Only one stretch of the data below is wanted: the lines starting at the one with "of the glass" and ending at the one with "of the hawthorn", both included, given again exactly.

**INFORMATION SHOWN**
┄┄┄┄┄┄┄┄┄┄┄┄┄┄┄┄┄┄┄┄

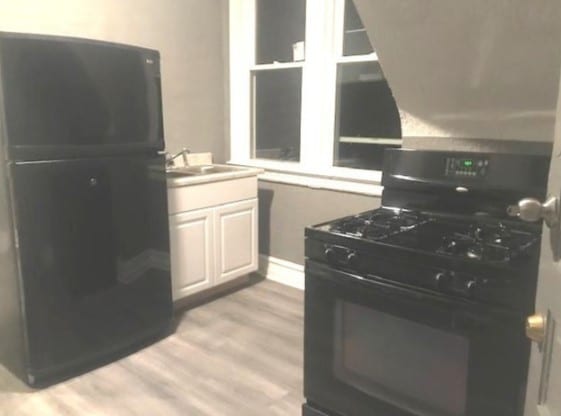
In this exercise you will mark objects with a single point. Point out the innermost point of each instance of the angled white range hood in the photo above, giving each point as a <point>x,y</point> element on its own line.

┄┄┄┄┄┄┄┄┄┄┄┄┄┄┄┄┄┄┄┄

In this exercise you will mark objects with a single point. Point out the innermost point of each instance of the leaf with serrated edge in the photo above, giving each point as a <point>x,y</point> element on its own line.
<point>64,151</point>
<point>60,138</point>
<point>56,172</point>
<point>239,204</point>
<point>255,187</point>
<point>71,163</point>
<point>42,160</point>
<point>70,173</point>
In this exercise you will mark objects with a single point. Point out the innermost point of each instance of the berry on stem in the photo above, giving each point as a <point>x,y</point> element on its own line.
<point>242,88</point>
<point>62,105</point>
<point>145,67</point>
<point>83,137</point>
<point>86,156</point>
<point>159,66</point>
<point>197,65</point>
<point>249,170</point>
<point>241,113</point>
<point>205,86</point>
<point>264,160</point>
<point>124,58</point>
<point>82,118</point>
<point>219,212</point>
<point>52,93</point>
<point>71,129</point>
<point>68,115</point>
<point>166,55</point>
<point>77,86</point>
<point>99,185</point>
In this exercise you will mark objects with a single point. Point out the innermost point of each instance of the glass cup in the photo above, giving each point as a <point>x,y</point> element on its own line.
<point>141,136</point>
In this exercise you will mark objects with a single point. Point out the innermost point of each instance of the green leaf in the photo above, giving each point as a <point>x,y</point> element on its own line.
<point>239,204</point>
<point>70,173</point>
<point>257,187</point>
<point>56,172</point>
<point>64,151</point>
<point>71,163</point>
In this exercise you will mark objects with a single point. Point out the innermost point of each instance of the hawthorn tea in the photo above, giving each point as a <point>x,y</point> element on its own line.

┄┄┄┄┄┄┄┄┄┄┄┄┄┄┄┄┄┄┄┄

**WORKED SOLUTION**
In this exercise you will mark objects with a single point. Point out the innermost point of each instance of the glass cup in the photo above, giving each point as a <point>x,y</point> element on its own line.
<point>141,136</point>
In this exercise you will mark objects with a single point. Point out the innermost point of each instance of the green leaf in the photo above, giving each point as a <point>x,y</point> element on its own line.
<point>239,204</point>
<point>70,173</point>
<point>257,187</point>
<point>56,172</point>
<point>64,151</point>
<point>71,163</point>
In this exercise you will mark objects with a single point. Point out the innermost point of each instance of the hawthorn tea in the photo above, giving each point as a <point>x,y</point> element on its own line.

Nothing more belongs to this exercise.